# EXERCISE PASSAGE:

DEAR HARRIETTE: I live a healthy lifestyle in which I try to get plenty of exercise and eat unprocessed foods. It’s something that I am passionate about and have fun with. Recently, I have had distant friends from college and even high school reach out to me for nutritional and diet advice. While I am always eager to share a few pearls of wisdom, the truth of the matter is that I am not a nutritionist, nor do I have time to pretend to be one. Do I have to respond to every message I get? I feel guilty, but ultimately I know these people will not heed my advice for more than a few days. -- No Fitness Guru, Chester, Pennsylvania
DEAR NO FITNESS GURU: What’s happening is that your friends and loved ones are seeing the positive effects of your smart life choices, and they want the same for themselves. This is fantastic. However, it can feel like a burden, as you have described. To the best of your ability, don’t shrug them off. You can recommend that they follow a healthy path, which starts by getting a complete physical to find out their health status.
Be clear to your friends that you are not a nutritionist, and you do not have the knowledge or authority to tell them how to change their lifestyles. When you talk about nutrition or exercise, frame it about yourself, because that’s all you have the expertise to discuss. If they ask you what they should do, suggest that they get their own nutritionist or trainer.

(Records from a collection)
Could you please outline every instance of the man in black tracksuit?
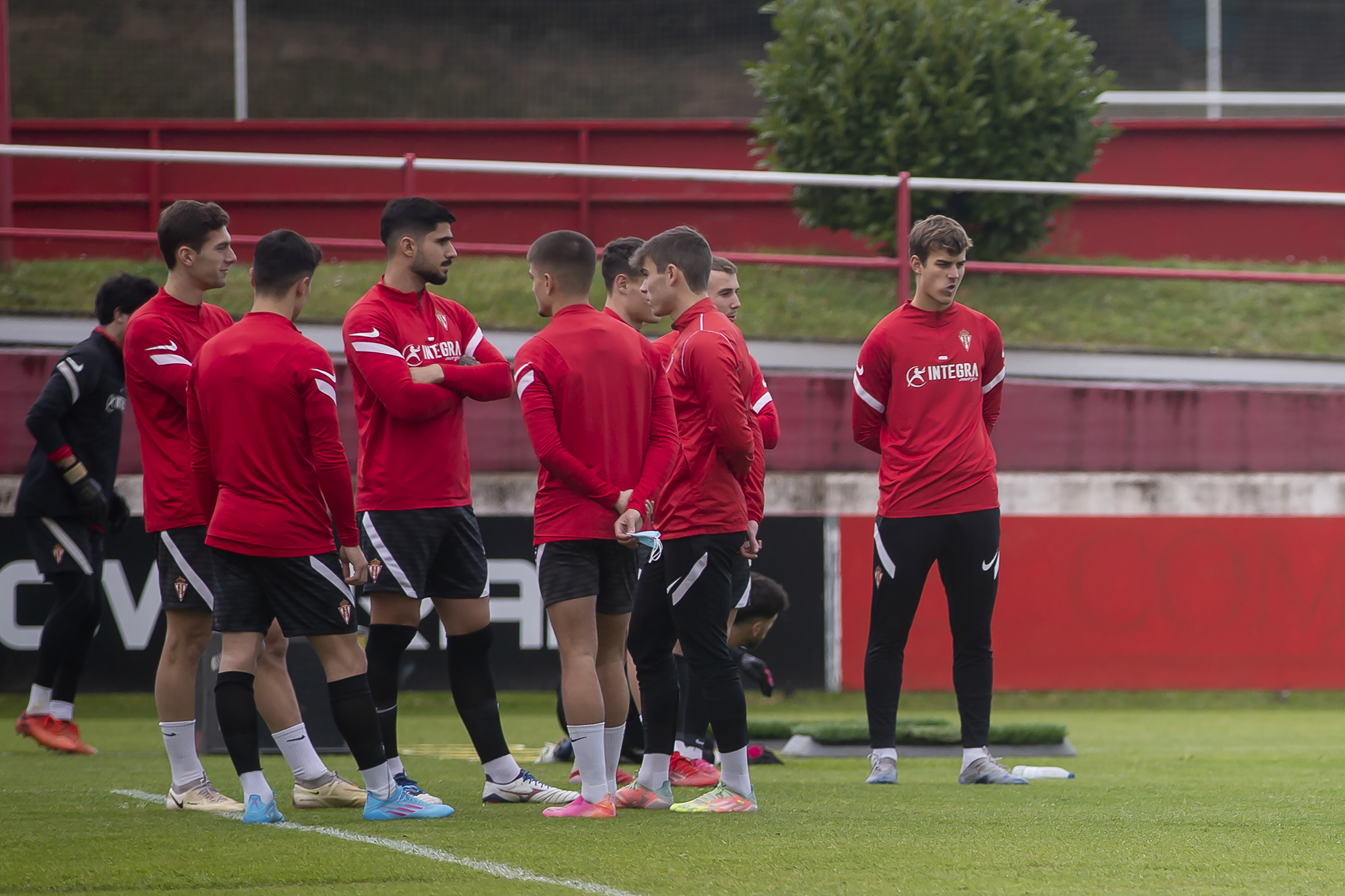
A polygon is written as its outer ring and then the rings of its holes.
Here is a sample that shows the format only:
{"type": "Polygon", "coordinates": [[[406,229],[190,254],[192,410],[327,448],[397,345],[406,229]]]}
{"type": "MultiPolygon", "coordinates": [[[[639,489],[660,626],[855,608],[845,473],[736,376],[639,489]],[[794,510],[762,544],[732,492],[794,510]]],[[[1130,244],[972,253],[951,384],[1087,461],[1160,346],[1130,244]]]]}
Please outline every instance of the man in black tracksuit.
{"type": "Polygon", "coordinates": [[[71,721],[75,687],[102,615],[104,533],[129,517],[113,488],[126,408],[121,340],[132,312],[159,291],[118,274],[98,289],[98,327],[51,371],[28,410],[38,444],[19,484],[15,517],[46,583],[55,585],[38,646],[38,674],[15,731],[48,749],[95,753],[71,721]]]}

==

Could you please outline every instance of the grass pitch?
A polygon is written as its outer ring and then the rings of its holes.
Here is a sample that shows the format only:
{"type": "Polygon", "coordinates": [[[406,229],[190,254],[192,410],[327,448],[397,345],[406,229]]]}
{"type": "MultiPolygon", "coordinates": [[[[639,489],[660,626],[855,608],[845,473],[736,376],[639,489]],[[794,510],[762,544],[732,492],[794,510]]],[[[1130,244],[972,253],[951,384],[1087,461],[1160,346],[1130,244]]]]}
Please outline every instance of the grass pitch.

# PARTS OF THE EXERCISE:
1 – According to the advice column, what does a healthy path start with?
2 – Continue the advice column from its last sentence.

# LIST OF ANSWERS:
1 – Getting a complete physical to find out one's health status.

2 –
If you continue to get a barrage of requests for nutritional and diet advice, consider writing a blog about your personal experiences. When people ask, point them to your blog to check out what you know.
DEAR HARRIETTE: I take medication for ADD, and I have lost around 15 pounds because I have been forgetting to eat. My medication completely subdues my appetite, and I notice I haven’t eaten only when I feel weak and sluggish. I know many people have the opposite problem with food, but people have expressed their concern for my figure, not knowing that I am on medication. How can I remind myself to eat when I don’t get hungry anymore? -- Higher Dosages, Brooklyn, New York
DEAR HIGHER DOSES: Your first stop needs to be to your doctor to make sure that your dosage is right. Ask about the side effect of such a dramatic lack of appetite. You may need an adjustment in your prescription, which only your doctor can address.
What you can do is practical. Set an alarm on your phone or travel clock every four hours. When it sounds, that’s time to eat something, whether it is a healthy snack or a full meal. Using technology to support your health can make it easier for you to remember to eat. Be sure to be prepared with foods that will nourish your body. Your responsibility in this is essential for you to establish balance in your health.
(Harriette Cole is a lifestylist and founder of DREAMLEAPERS, an initiative to help people access and activate their dreams. You can send questions to email@example.com or c/o Andrews McMeel Syndication, 1130 Walnut St., Kansas City, MO 64106.)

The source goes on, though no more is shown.